What you need to do:
Print every record below exactly as written.

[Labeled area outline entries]
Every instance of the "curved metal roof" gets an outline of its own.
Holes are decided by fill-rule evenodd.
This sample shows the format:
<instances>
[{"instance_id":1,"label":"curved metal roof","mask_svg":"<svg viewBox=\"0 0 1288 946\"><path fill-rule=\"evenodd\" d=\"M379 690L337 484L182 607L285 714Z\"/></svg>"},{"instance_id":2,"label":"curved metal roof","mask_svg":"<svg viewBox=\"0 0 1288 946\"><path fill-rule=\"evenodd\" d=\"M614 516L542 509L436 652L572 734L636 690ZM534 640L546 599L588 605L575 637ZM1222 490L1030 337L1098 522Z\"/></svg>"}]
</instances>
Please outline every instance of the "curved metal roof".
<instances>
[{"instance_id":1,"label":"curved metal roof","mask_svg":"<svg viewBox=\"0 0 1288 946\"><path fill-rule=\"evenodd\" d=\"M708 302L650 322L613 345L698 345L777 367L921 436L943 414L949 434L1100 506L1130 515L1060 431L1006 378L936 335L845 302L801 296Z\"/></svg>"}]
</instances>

Final answer:
Every instance of the "curved metal roof" gets an outline of its own.
Holes are decided by fill-rule evenodd.
This sample shows the format:
<instances>
[{"instance_id":1,"label":"curved metal roof","mask_svg":"<svg viewBox=\"0 0 1288 946\"><path fill-rule=\"evenodd\" d=\"M379 690L337 484L182 607L285 714Z\"/></svg>"},{"instance_id":2,"label":"curved metal roof","mask_svg":"<svg viewBox=\"0 0 1288 946\"><path fill-rule=\"evenodd\" d=\"M614 516L542 509L436 652L572 734L636 690ZM534 640L546 599L588 605L575 637ZM1222 490L1030 337L1098 522Z\"/></svg>"}]
</instances>
Please outline every instance of the "curved metal roof".
<instances>
[{"instance_id":1,"label":"curved metal roof","mask_svg":"<svg viewBox=\"0 0 1288 946\"><path fill-rule=\"evenodd\" d=\"M708 302L650 322L613 345L698 345L777 367L921 436L943 414L949 434L1100 506L1130 515L1060 431L1006 378L936 335L845 302L801 296Z\"/></svg>"}]
</instances>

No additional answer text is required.